** BEGIN Given records **
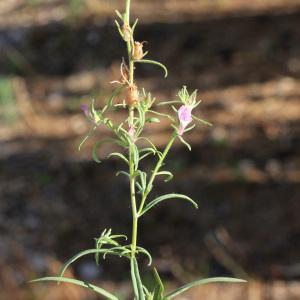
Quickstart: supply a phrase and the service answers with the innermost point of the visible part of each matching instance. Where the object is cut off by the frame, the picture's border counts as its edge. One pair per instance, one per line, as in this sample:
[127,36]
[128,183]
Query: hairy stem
[131,153]
[156,170]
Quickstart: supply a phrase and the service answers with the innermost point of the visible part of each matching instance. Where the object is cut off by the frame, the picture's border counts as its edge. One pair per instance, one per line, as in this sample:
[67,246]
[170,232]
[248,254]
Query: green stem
[156,170]
[131,151]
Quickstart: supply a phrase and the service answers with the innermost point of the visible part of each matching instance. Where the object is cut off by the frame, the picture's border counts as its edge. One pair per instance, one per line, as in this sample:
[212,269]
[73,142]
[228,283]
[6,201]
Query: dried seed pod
[124,72]
[132,96]
[137,51]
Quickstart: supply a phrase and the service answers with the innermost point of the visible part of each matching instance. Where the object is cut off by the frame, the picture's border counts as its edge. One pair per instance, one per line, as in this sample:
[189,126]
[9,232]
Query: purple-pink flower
[185,117]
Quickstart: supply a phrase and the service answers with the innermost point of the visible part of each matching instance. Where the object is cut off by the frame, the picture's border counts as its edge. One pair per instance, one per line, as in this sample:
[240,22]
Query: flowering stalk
[140,114]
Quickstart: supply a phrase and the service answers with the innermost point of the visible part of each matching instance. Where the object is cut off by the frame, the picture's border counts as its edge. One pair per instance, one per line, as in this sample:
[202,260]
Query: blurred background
[242,56]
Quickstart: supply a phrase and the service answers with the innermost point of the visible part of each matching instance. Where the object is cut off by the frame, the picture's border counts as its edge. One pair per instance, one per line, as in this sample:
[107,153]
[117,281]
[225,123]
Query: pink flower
[131,131]
[185,117]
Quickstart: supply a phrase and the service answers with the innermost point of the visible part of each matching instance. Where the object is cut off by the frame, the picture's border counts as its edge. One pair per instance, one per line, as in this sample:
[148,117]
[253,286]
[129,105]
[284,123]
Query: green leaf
[134,25]
[166,197]
[136,280]
[154,62]
[147,151]
[144,251]
[86,137]
[92,287]
[79,255]
[152,120]
[167,173]
[120,155]
[201,282]
[184,142]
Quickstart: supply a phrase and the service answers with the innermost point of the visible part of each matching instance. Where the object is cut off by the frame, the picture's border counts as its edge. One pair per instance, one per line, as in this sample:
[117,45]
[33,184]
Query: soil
[244,171]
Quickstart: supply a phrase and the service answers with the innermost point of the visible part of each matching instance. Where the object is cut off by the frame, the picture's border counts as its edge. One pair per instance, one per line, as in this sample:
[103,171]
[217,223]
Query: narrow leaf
[166,173]
[184,142]
[120,155]
[202,121]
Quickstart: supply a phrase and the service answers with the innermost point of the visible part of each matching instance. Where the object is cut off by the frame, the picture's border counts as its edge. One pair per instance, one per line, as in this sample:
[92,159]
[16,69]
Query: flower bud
[137,52]
[132,96]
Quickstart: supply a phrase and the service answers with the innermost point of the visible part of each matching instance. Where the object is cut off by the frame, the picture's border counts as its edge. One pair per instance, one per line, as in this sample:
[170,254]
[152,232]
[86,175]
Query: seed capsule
[132,96]
[137,52]
[126,30]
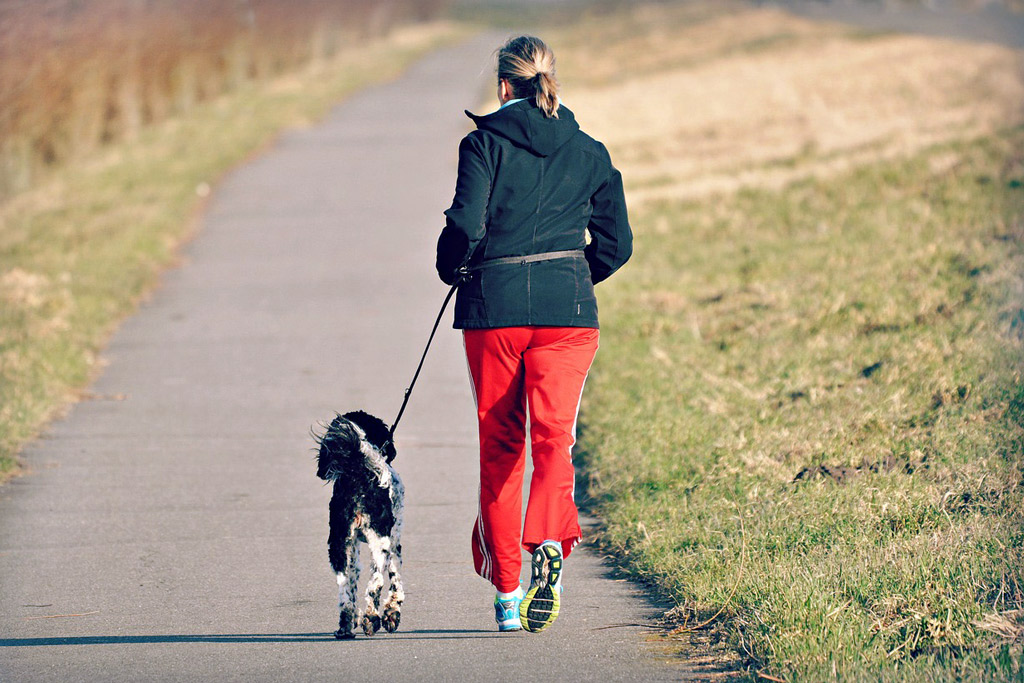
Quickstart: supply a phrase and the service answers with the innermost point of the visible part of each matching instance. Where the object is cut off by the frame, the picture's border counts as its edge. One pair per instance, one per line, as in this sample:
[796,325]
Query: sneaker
[507,611]
[540,608]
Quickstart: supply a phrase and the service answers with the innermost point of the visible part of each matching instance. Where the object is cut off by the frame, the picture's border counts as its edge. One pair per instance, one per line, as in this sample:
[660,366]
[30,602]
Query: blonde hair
[528,65]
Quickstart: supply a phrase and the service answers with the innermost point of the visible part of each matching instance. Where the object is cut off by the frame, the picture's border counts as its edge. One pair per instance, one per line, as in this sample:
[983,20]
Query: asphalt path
[171,527]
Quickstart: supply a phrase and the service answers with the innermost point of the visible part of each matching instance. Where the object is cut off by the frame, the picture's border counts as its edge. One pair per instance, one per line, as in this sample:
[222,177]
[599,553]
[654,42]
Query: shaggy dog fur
[355,453]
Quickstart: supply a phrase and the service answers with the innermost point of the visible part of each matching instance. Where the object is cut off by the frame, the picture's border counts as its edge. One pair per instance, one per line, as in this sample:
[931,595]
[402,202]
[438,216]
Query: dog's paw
[371,624]
[391,620]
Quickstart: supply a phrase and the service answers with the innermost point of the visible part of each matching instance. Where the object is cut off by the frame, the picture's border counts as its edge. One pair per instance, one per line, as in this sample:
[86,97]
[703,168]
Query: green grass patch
[79,251]
[814,397]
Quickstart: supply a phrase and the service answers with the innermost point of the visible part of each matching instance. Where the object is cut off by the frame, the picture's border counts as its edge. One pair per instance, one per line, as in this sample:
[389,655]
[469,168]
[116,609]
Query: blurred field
[75,76]
[759,98]
[82,246]
[808,404]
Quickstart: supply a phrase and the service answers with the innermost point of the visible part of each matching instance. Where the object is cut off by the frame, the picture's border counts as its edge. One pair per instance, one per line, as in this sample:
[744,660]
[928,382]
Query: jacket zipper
[532,244]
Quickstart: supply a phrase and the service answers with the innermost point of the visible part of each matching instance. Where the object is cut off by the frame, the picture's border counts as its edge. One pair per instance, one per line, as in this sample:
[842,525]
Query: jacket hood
[525,126]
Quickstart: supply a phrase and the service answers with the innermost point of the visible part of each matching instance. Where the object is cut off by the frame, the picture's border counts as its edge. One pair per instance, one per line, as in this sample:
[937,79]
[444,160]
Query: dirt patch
[843,473]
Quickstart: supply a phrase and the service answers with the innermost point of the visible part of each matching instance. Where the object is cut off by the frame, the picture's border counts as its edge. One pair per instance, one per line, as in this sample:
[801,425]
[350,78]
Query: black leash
[465,273]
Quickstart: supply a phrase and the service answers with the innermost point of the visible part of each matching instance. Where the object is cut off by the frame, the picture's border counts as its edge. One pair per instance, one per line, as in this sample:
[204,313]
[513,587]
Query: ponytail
[528,65]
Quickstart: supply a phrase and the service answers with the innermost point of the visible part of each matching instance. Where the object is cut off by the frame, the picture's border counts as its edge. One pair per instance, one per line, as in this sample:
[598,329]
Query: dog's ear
[336,443]
[377,432]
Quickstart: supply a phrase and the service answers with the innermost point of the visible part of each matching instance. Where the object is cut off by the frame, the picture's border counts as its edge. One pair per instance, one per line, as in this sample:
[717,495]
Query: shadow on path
[423,634]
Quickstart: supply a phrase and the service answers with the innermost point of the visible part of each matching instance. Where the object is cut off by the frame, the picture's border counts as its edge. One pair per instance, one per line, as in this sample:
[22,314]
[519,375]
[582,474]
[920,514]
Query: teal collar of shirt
[511,101]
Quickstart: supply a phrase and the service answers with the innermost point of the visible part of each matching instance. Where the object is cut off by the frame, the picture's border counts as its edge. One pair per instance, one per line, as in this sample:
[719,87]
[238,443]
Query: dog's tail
[337,444]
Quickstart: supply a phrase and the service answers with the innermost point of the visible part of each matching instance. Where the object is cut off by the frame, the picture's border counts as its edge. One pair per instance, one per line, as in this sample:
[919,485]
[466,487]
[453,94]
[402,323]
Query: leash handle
[463,274]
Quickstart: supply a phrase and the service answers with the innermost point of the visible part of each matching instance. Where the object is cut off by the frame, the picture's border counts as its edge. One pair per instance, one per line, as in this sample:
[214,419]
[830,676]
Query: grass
[78,251]
[808,407]
[77,76]
[827,380]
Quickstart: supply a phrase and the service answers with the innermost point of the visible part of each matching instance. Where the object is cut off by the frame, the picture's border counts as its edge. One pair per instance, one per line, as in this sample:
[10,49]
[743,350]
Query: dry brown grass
[694,100]
[76,76]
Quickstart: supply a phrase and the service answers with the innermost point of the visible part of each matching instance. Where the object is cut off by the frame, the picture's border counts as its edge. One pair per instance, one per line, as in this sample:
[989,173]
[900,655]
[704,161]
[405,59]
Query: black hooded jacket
[529,184]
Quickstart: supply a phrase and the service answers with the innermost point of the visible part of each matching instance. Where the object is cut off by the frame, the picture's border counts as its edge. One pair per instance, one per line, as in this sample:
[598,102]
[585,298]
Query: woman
[530,184]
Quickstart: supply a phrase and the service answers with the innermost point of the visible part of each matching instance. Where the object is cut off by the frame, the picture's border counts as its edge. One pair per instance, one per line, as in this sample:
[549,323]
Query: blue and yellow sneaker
[507,610]
[540,608]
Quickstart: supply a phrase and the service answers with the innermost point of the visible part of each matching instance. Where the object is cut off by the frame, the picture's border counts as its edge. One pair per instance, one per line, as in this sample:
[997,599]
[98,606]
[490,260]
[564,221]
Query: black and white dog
[355,453]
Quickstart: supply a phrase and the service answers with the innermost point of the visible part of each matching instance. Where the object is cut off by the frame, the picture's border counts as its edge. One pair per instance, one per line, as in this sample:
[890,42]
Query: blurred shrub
[75,74]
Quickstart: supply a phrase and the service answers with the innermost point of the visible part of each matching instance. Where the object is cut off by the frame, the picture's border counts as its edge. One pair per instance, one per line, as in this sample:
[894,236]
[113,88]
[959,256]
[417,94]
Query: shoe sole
[540,608]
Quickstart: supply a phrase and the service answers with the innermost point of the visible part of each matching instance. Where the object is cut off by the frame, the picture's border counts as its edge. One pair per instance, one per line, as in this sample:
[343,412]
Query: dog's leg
[347,568]
[392,610]
[380,547]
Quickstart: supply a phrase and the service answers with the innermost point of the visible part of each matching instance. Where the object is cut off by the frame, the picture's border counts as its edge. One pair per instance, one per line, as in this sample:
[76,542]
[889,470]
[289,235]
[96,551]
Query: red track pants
[511,368]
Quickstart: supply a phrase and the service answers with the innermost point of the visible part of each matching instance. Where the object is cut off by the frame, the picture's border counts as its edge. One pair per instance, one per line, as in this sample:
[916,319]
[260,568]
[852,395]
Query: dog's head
[339,444]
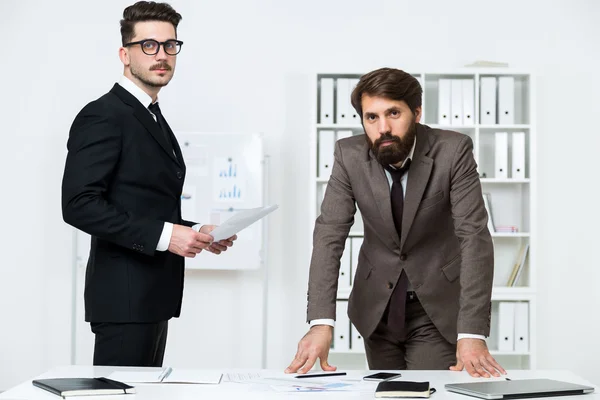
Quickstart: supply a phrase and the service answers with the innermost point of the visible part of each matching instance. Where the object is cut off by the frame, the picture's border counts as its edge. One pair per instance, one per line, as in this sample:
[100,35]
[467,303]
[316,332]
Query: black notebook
[393,389]
[66,387]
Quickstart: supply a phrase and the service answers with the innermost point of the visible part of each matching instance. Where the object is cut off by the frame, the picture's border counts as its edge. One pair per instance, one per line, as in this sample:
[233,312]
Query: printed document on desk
[168,375]
[238,222]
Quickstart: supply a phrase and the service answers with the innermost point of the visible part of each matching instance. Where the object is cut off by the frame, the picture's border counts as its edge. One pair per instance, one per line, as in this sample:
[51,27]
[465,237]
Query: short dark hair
[146,11]
[393,84]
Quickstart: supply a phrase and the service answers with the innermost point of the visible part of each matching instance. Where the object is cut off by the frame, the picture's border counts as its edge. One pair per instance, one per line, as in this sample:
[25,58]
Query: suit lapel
[381,192]
[418,178]
[144,116]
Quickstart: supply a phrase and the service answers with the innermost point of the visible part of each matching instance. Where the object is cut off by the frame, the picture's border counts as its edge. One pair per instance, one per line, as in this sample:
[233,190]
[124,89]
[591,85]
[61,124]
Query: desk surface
[233,390]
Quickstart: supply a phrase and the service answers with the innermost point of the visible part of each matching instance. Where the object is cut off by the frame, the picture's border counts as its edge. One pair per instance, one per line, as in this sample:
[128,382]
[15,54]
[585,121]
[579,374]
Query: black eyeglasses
[152,47]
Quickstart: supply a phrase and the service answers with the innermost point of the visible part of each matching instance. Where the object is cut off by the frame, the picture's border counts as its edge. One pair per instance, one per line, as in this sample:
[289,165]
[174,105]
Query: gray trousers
[420,347]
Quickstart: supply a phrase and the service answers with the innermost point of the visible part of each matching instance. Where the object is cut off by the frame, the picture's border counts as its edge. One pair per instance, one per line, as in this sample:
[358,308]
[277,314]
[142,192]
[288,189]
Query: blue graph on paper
[230,180]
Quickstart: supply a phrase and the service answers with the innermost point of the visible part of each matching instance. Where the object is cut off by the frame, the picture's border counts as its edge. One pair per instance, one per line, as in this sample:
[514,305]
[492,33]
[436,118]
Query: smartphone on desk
[382,376]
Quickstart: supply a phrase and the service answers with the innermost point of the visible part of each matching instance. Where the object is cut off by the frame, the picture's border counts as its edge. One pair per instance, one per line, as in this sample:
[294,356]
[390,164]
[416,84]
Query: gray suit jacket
[446,248]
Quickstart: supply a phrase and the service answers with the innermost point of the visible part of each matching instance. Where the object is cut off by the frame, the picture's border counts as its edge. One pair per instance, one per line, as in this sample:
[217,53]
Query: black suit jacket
[121,183]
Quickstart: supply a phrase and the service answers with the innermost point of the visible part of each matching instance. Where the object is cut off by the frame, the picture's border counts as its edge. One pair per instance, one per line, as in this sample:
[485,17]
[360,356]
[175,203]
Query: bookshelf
[510,194]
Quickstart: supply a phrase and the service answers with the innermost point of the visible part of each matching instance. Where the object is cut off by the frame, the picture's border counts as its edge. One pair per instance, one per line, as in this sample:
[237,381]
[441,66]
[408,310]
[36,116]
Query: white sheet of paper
[193,376]
[238,222]
[176,376]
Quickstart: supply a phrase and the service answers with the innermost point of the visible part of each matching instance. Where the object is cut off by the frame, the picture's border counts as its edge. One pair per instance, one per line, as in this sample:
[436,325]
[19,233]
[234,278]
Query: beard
[150,80]
[399,148]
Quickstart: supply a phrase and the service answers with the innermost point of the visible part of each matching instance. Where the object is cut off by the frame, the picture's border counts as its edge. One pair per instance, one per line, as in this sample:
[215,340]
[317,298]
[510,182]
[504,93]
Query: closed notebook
[66,387]
[393,389]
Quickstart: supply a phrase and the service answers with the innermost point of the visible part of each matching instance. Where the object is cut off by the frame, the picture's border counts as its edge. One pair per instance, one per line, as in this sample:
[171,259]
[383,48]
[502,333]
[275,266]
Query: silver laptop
[518,389]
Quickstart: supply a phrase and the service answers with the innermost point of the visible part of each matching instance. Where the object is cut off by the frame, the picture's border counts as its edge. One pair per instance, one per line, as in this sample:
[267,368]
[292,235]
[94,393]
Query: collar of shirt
[136,91]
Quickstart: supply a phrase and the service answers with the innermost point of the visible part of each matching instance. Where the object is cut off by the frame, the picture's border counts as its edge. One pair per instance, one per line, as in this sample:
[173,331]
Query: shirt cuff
[470,336]
[165,237]
[324,321]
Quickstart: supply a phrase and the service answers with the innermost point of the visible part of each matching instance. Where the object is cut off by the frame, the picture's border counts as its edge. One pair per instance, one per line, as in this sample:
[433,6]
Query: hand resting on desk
[474,355]
[315,344]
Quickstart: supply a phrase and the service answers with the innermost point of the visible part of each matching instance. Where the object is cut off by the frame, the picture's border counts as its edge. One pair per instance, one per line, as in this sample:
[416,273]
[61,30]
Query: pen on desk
[321,375]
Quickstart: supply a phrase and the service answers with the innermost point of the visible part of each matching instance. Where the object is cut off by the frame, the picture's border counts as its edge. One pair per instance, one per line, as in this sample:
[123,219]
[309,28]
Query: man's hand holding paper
[220,246]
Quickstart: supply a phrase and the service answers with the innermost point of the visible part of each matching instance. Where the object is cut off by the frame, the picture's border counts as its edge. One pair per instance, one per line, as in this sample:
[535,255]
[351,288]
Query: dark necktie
[397,307]
[155,109]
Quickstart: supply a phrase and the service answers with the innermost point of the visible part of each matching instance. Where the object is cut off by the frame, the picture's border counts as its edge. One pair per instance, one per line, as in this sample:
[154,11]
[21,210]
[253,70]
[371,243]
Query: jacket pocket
[364,267]
[452,269]
[431,200]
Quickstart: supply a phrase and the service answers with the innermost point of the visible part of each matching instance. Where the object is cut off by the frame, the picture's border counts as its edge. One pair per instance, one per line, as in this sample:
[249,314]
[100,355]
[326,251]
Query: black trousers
[131,344]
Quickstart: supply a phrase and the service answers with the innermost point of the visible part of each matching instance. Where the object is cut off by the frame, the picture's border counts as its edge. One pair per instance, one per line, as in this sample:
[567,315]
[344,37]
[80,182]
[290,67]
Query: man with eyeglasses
[122,184]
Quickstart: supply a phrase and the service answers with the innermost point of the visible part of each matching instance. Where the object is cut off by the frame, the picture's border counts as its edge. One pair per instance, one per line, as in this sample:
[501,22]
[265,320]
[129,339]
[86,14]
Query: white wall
[244,67]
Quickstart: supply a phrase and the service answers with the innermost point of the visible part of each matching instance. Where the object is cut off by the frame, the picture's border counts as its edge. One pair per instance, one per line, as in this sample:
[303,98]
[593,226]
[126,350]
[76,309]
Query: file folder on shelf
[506,100]
[444,101]
[501,159]
[518,155]
[354,118]
[342,101]
[326,146]
[506,326]
[488,101]
[457,102]
[341,331]
[326,99]
[468,97]
[522,327]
** END Given records **
▶ _Work to be completed_
Count the lines in the rows above that contain the string "green", where case counts, and give only that number.

▶ _Full answer_
3